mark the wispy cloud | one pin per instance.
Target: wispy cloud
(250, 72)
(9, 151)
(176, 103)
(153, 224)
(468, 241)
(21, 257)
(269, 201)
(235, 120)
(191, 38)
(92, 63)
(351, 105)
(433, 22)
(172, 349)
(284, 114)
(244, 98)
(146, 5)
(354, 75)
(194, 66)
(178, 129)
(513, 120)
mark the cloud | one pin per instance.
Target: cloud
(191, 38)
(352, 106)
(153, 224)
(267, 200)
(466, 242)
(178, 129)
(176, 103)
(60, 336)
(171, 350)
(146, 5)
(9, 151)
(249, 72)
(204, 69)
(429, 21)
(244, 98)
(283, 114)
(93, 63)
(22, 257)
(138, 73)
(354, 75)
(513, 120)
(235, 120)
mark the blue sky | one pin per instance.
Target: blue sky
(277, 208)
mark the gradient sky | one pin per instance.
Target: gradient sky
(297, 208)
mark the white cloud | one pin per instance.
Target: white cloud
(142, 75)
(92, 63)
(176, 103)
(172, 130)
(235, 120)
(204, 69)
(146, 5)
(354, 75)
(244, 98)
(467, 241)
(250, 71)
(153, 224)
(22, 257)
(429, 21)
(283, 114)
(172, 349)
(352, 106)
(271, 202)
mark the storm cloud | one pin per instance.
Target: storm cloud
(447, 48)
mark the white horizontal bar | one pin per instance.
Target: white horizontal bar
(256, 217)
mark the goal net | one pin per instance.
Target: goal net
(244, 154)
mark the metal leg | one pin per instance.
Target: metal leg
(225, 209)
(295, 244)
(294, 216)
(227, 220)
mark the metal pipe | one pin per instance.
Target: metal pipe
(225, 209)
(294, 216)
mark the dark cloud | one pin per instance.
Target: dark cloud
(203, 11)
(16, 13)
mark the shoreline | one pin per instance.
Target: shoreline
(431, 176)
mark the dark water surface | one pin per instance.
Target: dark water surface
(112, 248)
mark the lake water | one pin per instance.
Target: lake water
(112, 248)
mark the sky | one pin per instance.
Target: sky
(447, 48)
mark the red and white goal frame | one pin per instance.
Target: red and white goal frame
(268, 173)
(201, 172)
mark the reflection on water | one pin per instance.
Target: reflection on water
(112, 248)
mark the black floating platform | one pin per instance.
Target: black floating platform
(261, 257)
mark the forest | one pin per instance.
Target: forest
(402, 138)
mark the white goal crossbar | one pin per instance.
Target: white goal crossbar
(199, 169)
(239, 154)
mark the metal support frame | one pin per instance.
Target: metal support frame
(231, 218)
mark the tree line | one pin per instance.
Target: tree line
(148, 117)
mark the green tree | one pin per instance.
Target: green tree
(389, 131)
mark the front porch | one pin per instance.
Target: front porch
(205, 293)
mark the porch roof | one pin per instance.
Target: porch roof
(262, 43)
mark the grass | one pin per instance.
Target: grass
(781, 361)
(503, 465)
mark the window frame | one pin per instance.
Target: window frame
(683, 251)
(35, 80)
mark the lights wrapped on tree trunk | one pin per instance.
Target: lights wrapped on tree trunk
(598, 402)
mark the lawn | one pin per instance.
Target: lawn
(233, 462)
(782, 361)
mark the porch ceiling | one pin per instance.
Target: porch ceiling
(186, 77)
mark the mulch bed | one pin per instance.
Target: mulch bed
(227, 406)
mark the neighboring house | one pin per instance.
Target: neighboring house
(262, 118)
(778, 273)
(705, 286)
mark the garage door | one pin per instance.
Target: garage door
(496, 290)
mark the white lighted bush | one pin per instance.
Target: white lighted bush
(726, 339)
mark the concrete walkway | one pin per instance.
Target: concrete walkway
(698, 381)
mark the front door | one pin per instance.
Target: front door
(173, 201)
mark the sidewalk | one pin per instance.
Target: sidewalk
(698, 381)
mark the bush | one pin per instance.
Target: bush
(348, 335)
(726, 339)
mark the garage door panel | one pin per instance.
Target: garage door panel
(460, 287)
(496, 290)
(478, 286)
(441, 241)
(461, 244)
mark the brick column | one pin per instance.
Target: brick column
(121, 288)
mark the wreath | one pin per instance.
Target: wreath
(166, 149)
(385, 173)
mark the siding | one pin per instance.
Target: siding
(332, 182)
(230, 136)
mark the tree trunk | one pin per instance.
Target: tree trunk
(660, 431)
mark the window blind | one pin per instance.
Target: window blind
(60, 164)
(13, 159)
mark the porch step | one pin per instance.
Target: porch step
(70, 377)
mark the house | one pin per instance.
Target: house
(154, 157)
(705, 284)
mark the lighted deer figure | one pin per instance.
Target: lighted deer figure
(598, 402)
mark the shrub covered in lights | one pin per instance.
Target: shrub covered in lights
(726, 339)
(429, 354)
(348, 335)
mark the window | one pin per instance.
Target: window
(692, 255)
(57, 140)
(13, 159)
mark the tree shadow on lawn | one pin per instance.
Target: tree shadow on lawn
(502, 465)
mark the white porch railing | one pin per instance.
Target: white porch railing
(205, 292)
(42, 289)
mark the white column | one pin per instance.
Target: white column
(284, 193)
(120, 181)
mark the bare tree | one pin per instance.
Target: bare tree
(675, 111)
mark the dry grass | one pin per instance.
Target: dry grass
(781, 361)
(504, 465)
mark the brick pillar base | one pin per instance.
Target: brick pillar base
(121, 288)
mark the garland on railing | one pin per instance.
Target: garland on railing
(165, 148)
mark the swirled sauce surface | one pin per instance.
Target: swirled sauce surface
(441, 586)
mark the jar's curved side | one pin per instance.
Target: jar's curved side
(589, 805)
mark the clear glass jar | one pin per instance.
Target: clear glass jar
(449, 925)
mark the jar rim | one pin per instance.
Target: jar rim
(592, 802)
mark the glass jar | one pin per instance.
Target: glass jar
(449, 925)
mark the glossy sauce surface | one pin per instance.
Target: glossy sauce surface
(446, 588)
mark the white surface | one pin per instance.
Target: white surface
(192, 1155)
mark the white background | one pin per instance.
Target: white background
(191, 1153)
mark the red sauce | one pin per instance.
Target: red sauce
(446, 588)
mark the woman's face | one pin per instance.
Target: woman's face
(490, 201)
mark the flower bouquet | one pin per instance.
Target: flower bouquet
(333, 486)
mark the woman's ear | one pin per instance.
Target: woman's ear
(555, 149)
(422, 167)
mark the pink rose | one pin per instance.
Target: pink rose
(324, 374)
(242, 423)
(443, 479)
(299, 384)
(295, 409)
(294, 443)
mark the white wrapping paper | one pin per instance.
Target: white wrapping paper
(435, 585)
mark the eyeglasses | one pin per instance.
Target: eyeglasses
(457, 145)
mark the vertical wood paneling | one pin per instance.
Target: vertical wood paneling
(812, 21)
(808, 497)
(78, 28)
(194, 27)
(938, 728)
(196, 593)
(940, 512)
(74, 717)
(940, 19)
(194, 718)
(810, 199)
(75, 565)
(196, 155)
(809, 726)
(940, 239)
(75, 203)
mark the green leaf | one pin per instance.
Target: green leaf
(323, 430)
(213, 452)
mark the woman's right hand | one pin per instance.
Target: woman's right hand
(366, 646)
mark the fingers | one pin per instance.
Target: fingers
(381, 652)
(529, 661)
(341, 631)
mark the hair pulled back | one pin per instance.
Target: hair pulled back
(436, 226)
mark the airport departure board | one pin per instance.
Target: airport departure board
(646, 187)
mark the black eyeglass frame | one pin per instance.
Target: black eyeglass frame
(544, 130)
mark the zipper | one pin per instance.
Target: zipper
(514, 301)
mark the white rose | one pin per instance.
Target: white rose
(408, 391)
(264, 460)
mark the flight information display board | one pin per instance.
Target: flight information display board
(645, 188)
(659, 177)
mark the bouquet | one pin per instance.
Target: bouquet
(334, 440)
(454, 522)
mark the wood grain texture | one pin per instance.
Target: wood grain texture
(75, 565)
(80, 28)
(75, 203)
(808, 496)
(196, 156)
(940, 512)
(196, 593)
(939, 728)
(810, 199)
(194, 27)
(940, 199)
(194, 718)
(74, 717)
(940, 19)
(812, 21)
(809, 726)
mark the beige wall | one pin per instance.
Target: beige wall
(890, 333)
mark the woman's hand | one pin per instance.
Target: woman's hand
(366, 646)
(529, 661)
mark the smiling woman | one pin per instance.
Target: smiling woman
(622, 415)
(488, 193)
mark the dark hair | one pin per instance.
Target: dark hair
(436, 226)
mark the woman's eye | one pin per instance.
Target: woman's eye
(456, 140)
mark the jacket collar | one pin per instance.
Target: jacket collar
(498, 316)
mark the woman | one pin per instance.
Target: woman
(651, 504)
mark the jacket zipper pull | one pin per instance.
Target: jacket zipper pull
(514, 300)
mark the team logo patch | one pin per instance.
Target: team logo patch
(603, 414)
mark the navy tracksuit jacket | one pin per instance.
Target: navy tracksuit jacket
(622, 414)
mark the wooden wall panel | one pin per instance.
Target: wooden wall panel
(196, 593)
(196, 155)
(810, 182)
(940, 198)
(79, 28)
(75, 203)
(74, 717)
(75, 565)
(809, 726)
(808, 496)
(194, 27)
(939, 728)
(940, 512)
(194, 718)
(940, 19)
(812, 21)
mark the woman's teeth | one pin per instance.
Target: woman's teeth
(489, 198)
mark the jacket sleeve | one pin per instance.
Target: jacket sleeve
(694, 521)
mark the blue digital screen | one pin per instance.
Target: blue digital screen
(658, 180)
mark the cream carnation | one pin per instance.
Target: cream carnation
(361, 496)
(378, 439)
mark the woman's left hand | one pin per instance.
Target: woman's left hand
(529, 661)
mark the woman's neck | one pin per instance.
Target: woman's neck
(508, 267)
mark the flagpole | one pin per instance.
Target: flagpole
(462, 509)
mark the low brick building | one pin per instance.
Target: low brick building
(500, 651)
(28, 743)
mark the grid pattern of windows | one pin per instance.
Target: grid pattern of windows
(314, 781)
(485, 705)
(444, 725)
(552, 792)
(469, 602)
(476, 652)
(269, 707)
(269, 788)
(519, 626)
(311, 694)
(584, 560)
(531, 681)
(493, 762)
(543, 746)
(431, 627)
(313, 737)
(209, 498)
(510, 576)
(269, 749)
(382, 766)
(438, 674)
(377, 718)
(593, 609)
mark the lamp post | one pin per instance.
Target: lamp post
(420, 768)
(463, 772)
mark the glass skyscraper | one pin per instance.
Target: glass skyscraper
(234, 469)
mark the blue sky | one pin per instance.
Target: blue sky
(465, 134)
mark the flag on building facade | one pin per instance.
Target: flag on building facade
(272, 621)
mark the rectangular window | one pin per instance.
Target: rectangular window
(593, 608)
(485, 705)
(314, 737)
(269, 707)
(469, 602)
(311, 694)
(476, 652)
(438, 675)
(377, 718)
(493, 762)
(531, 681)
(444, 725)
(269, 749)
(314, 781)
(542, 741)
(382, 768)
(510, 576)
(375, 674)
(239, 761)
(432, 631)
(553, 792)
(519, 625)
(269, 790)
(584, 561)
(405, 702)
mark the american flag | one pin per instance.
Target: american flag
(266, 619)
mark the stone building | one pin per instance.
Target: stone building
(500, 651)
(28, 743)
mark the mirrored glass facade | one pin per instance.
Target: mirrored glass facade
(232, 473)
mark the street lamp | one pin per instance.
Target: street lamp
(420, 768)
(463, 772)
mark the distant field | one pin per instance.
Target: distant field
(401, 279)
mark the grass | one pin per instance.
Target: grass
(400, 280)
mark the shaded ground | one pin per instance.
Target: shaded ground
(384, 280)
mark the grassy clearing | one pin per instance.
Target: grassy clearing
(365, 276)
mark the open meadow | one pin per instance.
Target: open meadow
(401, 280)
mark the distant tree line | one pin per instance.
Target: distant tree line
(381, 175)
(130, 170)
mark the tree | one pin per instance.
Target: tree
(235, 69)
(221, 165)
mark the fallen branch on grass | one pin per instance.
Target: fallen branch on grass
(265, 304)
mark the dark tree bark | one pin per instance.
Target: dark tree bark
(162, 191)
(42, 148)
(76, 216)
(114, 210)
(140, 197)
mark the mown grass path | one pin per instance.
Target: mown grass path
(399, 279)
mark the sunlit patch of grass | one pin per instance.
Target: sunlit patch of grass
#####
Repeat precisely the lines of the data starting at the one containing "mark the shaded", last line included.

mark the shaded ground | one pin per instance.
Target: shaded ground
(384, 280)
mark the grassy clearing | one pin per instance.
Target: grassy clearing
(365, 276)
mark the open meadow | one pin per instance.
Target: open meadow
(401, 280)
mark the distant tree line | one pin per instance.
Target: distant tree line
(381, 175)
(130, 170)
mark the tree | one pin per instance.
Target: tree
(235, 69)
(221, 165)
mark the fallen branch on grass | one pin per instance.
Target: fallen branch on grass
(265, 304)
mark the dark tree bark | one pin per instance.
Target: dark tree bark
(162, 191)
(42, 148)
(76, 216)
(114, 210)
(140, 197)
mark the mown grass path | one pin per instance.
Target: mown grass path
(399, 279)
mark the sunlit patch of grass | one pin per instance.
Target: sunlit patch of grass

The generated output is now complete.